__WORK INSTRUCTION__:
Print out the data exactly, keeping every image out of it.

Image-grounded pointing data:
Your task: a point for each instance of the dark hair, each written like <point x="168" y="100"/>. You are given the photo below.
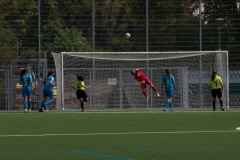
<point x="168" y="72"/>
<point x="132" y="71"/>
<point x="23" y="71"/>
<point x="214" y="72"/>
<point x="49" y="73"/>
<point x="79" y="77"/>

__EXERCISE OUTPUT__:
Your task: a point for each instance of the dark hair, each written like <point x="168" y="100"/>. You are given the photo below.
<point x="168" y="72"/>
<point x="132" y="71"/>
<point x="23" y="71"/>
<point x="214" y="72"/>
<point x="49" y="73"/>
<point x="79" y="77"/>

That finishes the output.